#### Dataset content
========================================================================

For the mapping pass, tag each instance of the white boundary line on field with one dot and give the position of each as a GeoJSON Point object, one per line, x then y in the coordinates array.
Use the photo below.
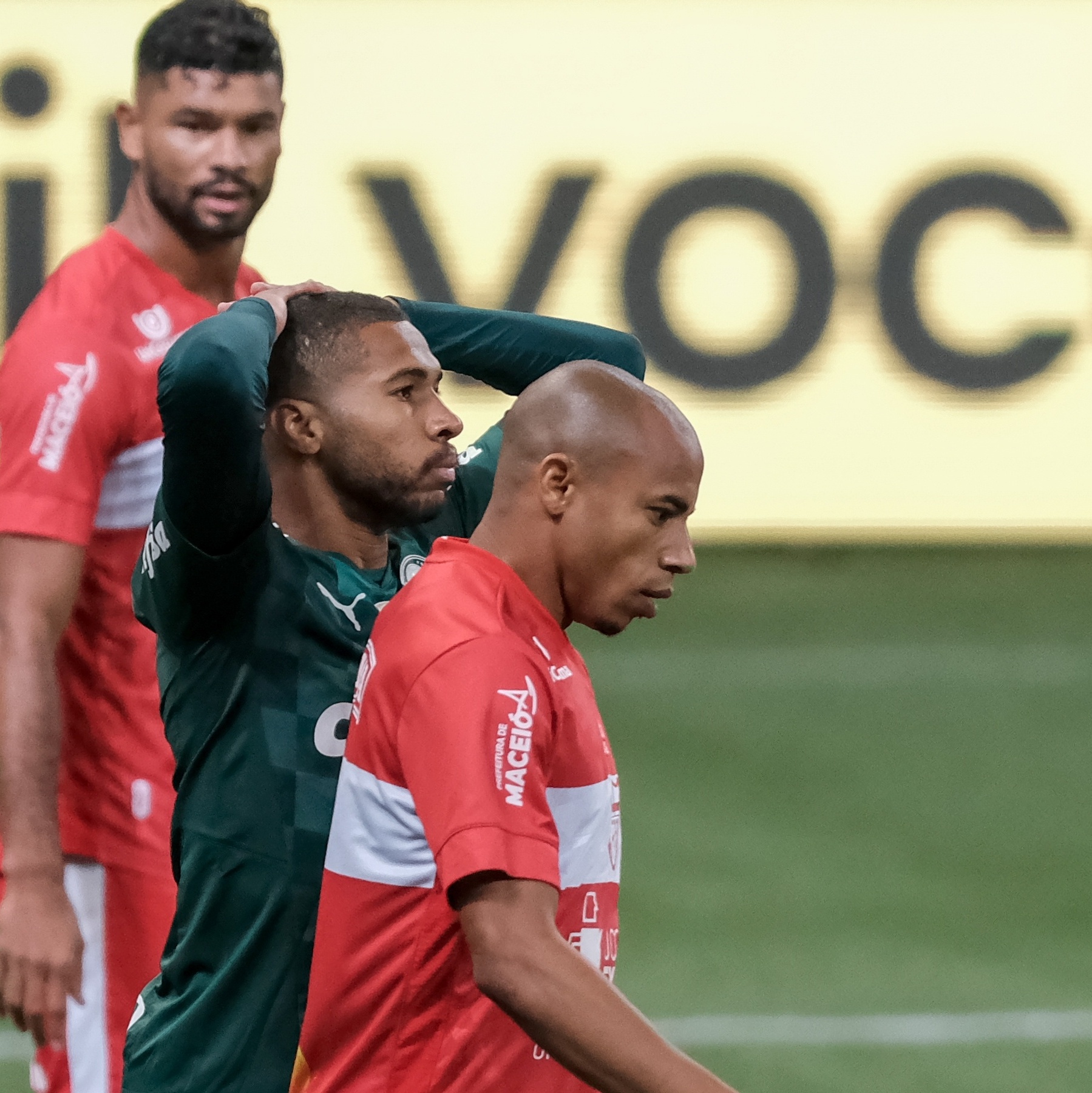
{"type": "Point", "coordinates": [912, 1030]}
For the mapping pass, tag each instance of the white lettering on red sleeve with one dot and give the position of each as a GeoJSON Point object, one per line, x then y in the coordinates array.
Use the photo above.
{"type": "Point", "coordinates": [61, 412]}
{"type": "Point", "coordinates": [520, 740]}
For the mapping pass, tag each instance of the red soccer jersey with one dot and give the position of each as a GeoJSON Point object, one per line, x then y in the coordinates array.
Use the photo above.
{"type": "Point", "coordinates": [81, 457]}
{"type": "Point", "coordinates": [476, 744]}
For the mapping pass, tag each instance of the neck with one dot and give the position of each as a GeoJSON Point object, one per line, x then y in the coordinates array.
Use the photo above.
{"type": "Point", "coordinates": [208, 273]}
{"type": "Point", "coordinates": [507, 536]}
{"type": "Point", "coordinates": [307, 509]}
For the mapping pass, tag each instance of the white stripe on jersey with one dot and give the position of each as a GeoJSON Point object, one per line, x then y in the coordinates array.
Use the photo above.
{"type": "Point", "coordinates": [376, 834]}
{"type": "Point", "coordinates": [589, 830]}
{"type": "Point", "coordinates": [128, 495]}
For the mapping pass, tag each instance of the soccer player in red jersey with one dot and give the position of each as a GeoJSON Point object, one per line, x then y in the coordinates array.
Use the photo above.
{"type": "Point", "coordinates": [86, 794]}
{"type": "Point", "coordinates": [468, 924]}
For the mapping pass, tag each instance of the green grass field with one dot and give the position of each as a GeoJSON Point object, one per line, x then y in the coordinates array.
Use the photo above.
{"type": "Point", "coordinates": [856, 781]}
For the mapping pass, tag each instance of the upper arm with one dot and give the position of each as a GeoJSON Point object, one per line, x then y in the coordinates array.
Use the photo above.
{"type": "Point", "coordinates": [66, 412]}
{"type": "Point", "coordinates": [475, 743]}
{"type": "Point", "coordinates": [510, 350]}
{"type": "Point", "coordinates": [39, 579]}
{"type": "Point", "coordinates": [211, 395]}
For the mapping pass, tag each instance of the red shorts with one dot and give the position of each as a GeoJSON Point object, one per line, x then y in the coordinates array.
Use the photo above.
{"type": "Point", "coordinates": [124, 918]}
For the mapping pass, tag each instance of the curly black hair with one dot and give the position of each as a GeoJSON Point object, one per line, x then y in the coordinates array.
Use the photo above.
{"type": "Point", "coordinates": [225, 35]}
{"type": "Point", "coordinates": [316, 347]}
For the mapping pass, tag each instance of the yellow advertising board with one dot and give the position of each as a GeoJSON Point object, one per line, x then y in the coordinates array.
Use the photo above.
{"type": "Point", "coordinates": [853, 234]}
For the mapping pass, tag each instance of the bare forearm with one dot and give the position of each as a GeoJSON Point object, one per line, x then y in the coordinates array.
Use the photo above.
{"type": "Point", "coordinates": [570, 1010]}
{"type": "Point", "coordinates": [30, 749]}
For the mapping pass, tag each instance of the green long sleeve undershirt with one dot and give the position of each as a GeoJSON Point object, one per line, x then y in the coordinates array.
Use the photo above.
{"type": "Point", "coordinates": [212, 397]}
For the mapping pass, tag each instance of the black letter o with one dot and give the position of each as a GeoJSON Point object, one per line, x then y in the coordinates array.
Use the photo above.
{"type": "Point", "coordinates": [644, 255]}
{"type": "Point", "coordinates": [898, 296]}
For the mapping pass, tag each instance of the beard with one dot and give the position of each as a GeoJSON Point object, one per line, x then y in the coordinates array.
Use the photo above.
{"type": "Point", "coordinates": [379, 497]}
{"type": "Point", "coordinates": [178, 208]}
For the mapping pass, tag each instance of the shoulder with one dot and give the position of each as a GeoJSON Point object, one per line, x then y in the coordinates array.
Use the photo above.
{"type": "Point", "coordinates": [79, 311]}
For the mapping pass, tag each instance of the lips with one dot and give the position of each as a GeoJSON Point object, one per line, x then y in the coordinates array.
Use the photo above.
{"type": "Point", "coordinates": [442, 467]}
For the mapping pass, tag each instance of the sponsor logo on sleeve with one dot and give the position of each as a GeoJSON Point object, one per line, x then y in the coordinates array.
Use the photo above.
{"type": "Point", "coordinates": [155, 546]}
{"type": "Point", "coordinates": [363, 675]}
{"type": "Point", "coordinates": [61, 412]}
{"type": "Point", "coordinates": [157, 326]}
{"type": "Point", "coordinates": [410, 568]}
{"type": "Point", "coordinates": [513, 752]}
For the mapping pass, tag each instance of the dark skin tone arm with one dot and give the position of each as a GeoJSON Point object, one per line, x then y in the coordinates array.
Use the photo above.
{"type": "Point", "coordinates": [41, 948]}
{"type": "Point", "coordinates": [524, 965]}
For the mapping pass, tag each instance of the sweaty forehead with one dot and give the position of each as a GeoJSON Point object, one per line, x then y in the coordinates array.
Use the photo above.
{"type": "Point", "coordinates": [392, 347]}
{"type": "Point", "coordinates": [240, 93]}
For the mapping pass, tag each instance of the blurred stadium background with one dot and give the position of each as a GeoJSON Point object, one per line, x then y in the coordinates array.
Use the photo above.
{"type": "Point", "coordinates": [854, 236]}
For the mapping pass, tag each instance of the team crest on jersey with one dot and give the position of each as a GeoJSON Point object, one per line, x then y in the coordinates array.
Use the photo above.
{"type": "Point", "coordinates": [412, 567]}
{"type": "Point", "coordinates": [61, 412]}
{"type": "Point", "coordinates": [157, 326]}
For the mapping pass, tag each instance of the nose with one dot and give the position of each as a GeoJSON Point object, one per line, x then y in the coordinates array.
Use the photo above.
{"type": "Point", "coordinates": [678, 554]}
{"type": "Point", "coordinates": [445, 426]}
{"type": "Point", "coordinates": [229, 152]}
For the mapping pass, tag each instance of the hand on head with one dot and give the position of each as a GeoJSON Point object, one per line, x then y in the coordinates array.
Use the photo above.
{"type": "Point", "coordinates": [278, 296]}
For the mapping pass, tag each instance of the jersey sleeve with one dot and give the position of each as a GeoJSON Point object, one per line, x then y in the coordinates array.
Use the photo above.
{"type": "Point", "coordinates": [65, 415]}
{"type": "Point", "coordinates": [206, 553]}
{"type": "Point", "coordinates": [476, 739]}
{"type": "Point", "coordinates": [510, 350]}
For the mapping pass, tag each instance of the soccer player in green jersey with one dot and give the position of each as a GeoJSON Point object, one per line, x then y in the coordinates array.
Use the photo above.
{"type": "Point", "coordinates": [307, 470]}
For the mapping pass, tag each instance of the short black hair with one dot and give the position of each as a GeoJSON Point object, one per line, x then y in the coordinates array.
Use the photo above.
{"type": "Point", "coordinates": [222, 35]}
{"type": "Point", "coordinates": [312, 350]}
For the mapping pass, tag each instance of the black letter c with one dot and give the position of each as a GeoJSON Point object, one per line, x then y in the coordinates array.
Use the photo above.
{"type": "Point", "coordinates": [898, 298]}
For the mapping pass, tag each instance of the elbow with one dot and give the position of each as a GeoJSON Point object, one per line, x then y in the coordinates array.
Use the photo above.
{"type": "Point", "coordinates": [501, 978]}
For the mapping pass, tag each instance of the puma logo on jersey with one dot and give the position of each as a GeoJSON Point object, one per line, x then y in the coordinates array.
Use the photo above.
{"type": "Point", "coordinates": [61, 412]}
{"type": "Point", "coordinates": [157, 326]}
{"type": "Point", "coordinates": [155, 546]}
{"type": "Point", "coordinates": [520, 741]}
{"type": "Point", "coordinates": [349, 610]}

========================================================================

Take the entries above and return only the lines from the one with "player in red" to the one with "For the mapping pass, tag each instance of the green grass", both included, unchanged.

#### Reply
For the mapping pass, tag each instance of the soccer player in red jersey with one dot and give the position of each as a GeoJSON Point object, one per line, x then y in the coordinates array.
Use the photo above.
{"type": "Point", "coordinates": [86, 794]}
{"type": "Point", "coordinates": [468, 924]}
For the mapping pass, tag each instance of the green grass field with one dot and give the position of each as a GeoJSON Point object, one per line, x then y in the coordinates array.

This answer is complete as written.